--- DESCRIPTION OF THE TASK ---
In how many lines of the listing does the string "clicks" appear, with case counted? Give only the number.

+--

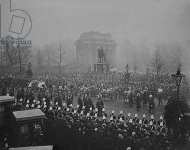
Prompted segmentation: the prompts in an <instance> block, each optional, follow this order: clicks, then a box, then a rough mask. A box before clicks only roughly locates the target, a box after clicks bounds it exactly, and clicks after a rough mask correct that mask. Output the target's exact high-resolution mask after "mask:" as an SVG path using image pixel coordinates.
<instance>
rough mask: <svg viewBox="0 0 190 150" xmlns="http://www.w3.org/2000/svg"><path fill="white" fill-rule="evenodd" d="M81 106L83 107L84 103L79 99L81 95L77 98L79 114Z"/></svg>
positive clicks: (81, 106)
mask: <svg viewBox="0 0 190 150" xmlns="http://www.w3.org/2000/svg"><path fill="white" fill-rule="evenodd" d="M83 105H84V102H83V100H82V98H81V95H80V96H79V97H78V106H79V107H78V112H79V113H80V111H81V110H82V107H83Z"/></svg>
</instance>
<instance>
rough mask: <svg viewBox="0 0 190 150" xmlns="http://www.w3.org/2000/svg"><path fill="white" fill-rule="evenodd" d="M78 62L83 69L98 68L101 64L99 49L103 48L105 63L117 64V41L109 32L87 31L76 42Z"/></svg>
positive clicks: (89, 69) (101, 49)
mask: <svg viewBox="0 0 190 150" xmlns="http://www.w3.org/2000/svg"><path fill="white" fill-rule="evenodd" d="M75 46H76V57H77V63H78V64H80V66H81V70H83V71H89V70H90V71H95V70H97V68H96V64H99V63H100V62H99V59H100V58H99V50H100V49H101V50H103V54H104V64H106V65H108V66H114V65H115V56H116V55H115V54H116V42H115V41H114V40H113V39H112V36H111V34H109V33H99V32H94V31H91V32H85V33H82V34H81V35H80V37H79V39H78V40H77V41H76V42H75Z"/></svg>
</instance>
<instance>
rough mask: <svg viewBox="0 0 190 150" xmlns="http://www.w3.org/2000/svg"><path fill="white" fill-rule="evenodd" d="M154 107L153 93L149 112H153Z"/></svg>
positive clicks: (149, 99) (150, 103)
mask: <svg viewBox="0 0 190 150" xmlns="http://www.w3.org/2000/svg"><path fill="white" fill-rule="evenodd" d="M153 109H154V99H153V96H152V94H150V95H149V113H150V114H152V112H153Z"/></svg>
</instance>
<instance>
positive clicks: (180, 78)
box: [171, 67, 185, 101]
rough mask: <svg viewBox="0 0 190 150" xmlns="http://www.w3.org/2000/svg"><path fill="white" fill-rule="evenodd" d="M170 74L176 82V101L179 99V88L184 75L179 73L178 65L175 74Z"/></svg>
mask: <svg viewBox="0 0 190 150" xmlns="http://www.w3.org/2000/svg"><path fill="white" fill-rule="evenodd" d="M171 76H172V77H173V78H174V79H175V82H176V87H177V101H179V90H180V86H181V82H182V79H183V77H185V75H184V74H182V73H181V70H180V67H178V69H177V72H176V74H172V75H171Z"/></svg>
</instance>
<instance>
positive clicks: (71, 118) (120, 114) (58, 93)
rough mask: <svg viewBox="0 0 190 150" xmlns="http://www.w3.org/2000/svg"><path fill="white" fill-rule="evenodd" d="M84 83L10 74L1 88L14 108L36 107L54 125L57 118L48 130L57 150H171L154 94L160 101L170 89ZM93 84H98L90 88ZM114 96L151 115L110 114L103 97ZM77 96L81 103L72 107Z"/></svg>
mask: <svg viewBox="0 0 190 150" xmlns="http://www.w3.org/2000/svg"><path fill="white" fill-rule="evenodd" d="M73 81H74V82H73ZM81 82H82V81H81V80H80V83H79V81H78V80H76V79H73V80H70V82H69V83H68V82H66V81H65V80H64V82H61V81H60V80H59V81H58V80H55V79H51V80H50V79H48V80H47V79H46V80H44V81H42V80H40V81H33V82H31V81H28V80H23V79H16V78H14V77H12V76H9V77H8V78H7V77H6V78H1V82H0V84H1V85H0V92H1V95H7V94H8V95H12V96H15V97H16V104H15V108H14V109H15V110H28V109H34V108H38V109H41V110H42V111H43V112H44V113H45V114H46V116H47V118H48V120H49V122H51V123H50V124H56V122H57V124H56V125H54V126H53V125H48V127H50V128H49V130H48V132H49V133H46V134H47V135H50V139H51V140H50V144H55V143H56V144H55V145H56V146H57V148H59V149H117V150H120V149H121V150H122V149H127V150H139V149H145V150H149V149H150V150H153V149H155V150H157V149H158V150H162V149H172V142H171V138H170V134H169V132H168V130H167V127H166V124H165V121H164V118H163V116H160V118H159V119H158V120H156V119H155V118H154V115H153V114H152V111H153V109H154V107H155V104H154V103H155V100H154V97H157V98H158V101H159V104H160V105H162V101H163V100H164V99H165V98H166V97H167V96H168V95H167V92H165V91H167V89H166V88H165V89H164V87H160V88H158V89H157V90H156V92H155V90H154V91H152V90H150V89H151V88H149V87H147V86H145V85H139V84H138V86H134V85H133V86H131V87H129V88H125V89H123V88H120V87H119V88H117V89H116V88H114V87H113V86H112V87H110V86H109V85H106V84H105V83H104V82H102V83H96V84H93V83H91V82H90V81H88V82H87V83H86V82H84V83H83V82H82V83H81ZM92 85H94V88H90V87H91V86H92ZM115 89H116V90H115ZM163 91H164V92H163ZM93 93H96V94H93ZM110 94H111V97H112V99H115V100H117V99H123V100H124V102H126V103H127V105H129V106H131V107H132V106H133V105H136V109H137V111H139V109H140V108H141V107H142V108H143V109H144V108H147V109H148V112H147V114H143V115H142V116H140V115H139V114H131V113H128V114H124V112H123V111H120V112H119V114H118V115H116V113H115V111H114V110H113V111H112V112H107V111H106V110H105V107H104V101H103V98H104V96H105V95H107V96H110ZM94 95H95V96H96V98H97V99H98V101H97V102H96V104H94V102H93V101H92V97H93V96H94ZM121 95H122V96H121ZM75 96H76V97H77V98H78V105H77V106H74V105H73V99H74V97H75ZM164 96H166V97H164ZM148 113H149V114H148ZM59 123H61V127H60V126H58V124H59ZM40 131H41V130H40ZM63 131H64V132H63ZM40 133H41V132H40ZM50 133H51V134H50ZM55 133H56V134H57V135H56V134H55ZM61 133H62V134H61ZM54 136H55V137H54ZM35 137H37V136H35ZM34 139H35V140H37V139H39V138H34ZM3 140H6V138H4V139H3ZM47 141H49V140H47ZM5 144H7V142H5ZM155 145H156V146H155Z"/></svg>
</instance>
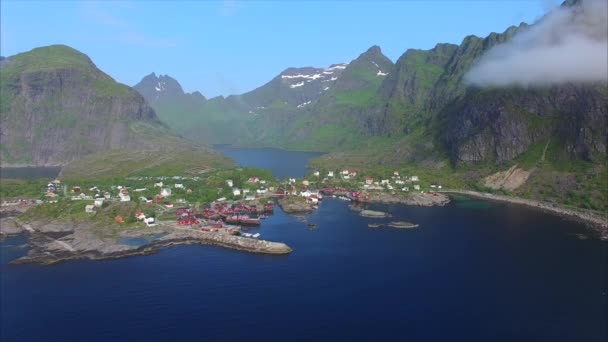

+--

--- PROBLEM SOLUTION ---
6